[start]

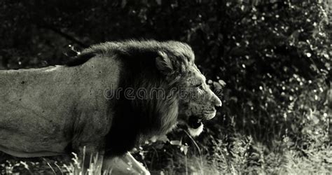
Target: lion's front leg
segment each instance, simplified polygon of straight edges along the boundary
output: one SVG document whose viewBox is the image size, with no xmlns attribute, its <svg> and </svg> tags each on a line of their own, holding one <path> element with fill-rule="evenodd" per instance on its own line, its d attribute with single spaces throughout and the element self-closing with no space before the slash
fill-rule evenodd
<svg viewBox="0 0 332 175">
<path fill-rule="evenodd" d="M 104 158 L 102 171 L 103 174 L 150 174 L 148 170 L 130 153 L 119 157 Z"/>
</svg>

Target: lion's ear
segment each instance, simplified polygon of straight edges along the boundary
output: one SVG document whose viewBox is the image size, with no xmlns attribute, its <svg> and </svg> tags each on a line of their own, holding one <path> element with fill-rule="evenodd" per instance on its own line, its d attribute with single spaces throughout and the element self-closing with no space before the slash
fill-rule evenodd
<svg viewBox="0 0 332 175">
<path fill-rule="evenodd" d="M 164 75 L 170 75 L 174 73 L 171 59 L 164 52 L 158 52 L 158 56 L 155 58 L 155 65 L 157 69 Z"/>
</svg>

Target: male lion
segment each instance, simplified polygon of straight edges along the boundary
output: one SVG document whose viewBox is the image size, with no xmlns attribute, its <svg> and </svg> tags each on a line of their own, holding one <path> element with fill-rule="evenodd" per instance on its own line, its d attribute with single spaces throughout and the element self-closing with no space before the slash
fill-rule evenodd
<svg viewBox="0 0 332 175">
<path fill-rule="evenodd" d="M 156 88 L 163 94 L 151 93 Z M 139 90 L 148 95 L 138 98 Z M 118 171 L 148 174 L 129 150 L 179 120 L 198 135 L 221 106 L 188 45 L 104 43 L 67 65 L 0 71 L 0 150 L 23 158 L 74 151 L 88 160 L 98 153 L 104 170 L 132 162 L 132 170 Z"/>
</svg>

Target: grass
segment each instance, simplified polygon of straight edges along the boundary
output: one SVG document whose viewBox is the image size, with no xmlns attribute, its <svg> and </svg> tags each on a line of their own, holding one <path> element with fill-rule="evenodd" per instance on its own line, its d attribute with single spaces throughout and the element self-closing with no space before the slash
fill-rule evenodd
<svg viewBox="0 0 332 175">
<path fill-rule="evenodd" d="M 145 156 L 141 161 L 146 163 L 151 172 L 163 174 L 326 174 L 332 172 L 332 148 L 328 143 L 312 142 L 309 147 L 299 150 L 288 137 L 275 141 L 272 148 L 254 142 L 250 136 L 239 135 L 231 143 L 211 139 L 212 148 L 200 148 L 199 144 L 192 144 L 193 146 L 190 146 L 186 153 L 181 150 L 181 146 L 166 144 L 164 148 L 155 150 L 158 155 L 155 155 L 154 158 L 151 158 L 153 151 L 141 153 L 143 150 L 140 150 L 136 155 L 139 159 L 141 159 L 141 155 Z M 208 148 L 212 148 L 209 153 L 207 151 Z M 197 150 L 202 150 L 202 153 Z M 64 157 L 18 159 L 6 156 L 5 162 L 0 164 L 1 174 L 82 174 L 81 161 L 75 155 L 71 160 Z M 92 168 L 88 174 L 93 174 L 93 171 Z"/>
</svg>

[end]

_Requirements_. Starting at the row line containing "Target: male lion" and ending at the end of the rows, write out those lines again, labeling requests included, and raise every number in the SVG answers (viewBox values and path coordinates alike) by 131.

_Exercise response_.
Target: male lion
segment each instance, simplified polygon of straight edges along the boundary
output: one SVG document whose viewBox is the image size, with no xmlns attribute, its <svg> and </svg> tags each on a line of their own, holding one <path> element with fill-rule="evenodd" per instance on its own line, its d attribute with single spaces throughout and the element self-closing with no space before the slash
fill-rule evenodd
<svg viewBox="131 131 463 306">
<path fill-rule="evenodd" d="M 287 219 L 294 225 L 282 224 Z M 270 221 L 279 226 L 269 229 Z M 249 302 L 279 305 L 260 281 L 310 251 L 329 266 L 352 237 L 319 176 L 235 174 L 198 196 L 131 202 L 131 281 L 154 289 L 205 282 L 219 291 L 229 284 L 235 301 L 263 293 L 263 301 Z"/>
</svg>

Target: grass
segment each instance, simplified polygon of straight edges along the boundary
output: one SVG document whose viewBox is the image size, with no xmlns attribute, its <svg> and </svg> tags each on a line of their own, holding one <path> element with fill-rule="evenodd" per instance on its own line, its d attribute with single spaces throughout and the element self-closing with no space before the slash
fill-rule evenodd
<svg viewBox="131 131 463 306">
<path fill-rule="evenodd" d="M 276 287 L 272 292 L 277 294 L 282 303 L 294 305 L 457 305 L 463 303 L 463 279 L 459 274 L 443 273 L 440 278 L 430 281 L 419 268 L 406 272 L 403 279 L 385 273 L 381 267 L 370 266 L 362 274 L 342 270 L 343 279 L 331 279 L 330 275 L 323 275 L 324 277 L 321 277 L 317 284 L 312 281 L 312 277 L 297 275 L 295 279 L 286 281 L 289 286 L 286 286 L 285 289 L 282 289 L 284 282 L 272 284 L 274 281 L 271 281 L 267 286 L 270 290 L 272 290 L 272 286 Z M 339 279 L 343 279 L 340 284 L 338 282 Z M 328 281 L 333 281 L 333 284 Z M 195 288 L 149 290 L 137 287 L 136 293 L 131 295 L 132 305 L 213 305 L 212 292 L 206 286 L 202 291 Z M 223 299 L 219 305 L 224 305 L 224 302 Z"/>
</svg>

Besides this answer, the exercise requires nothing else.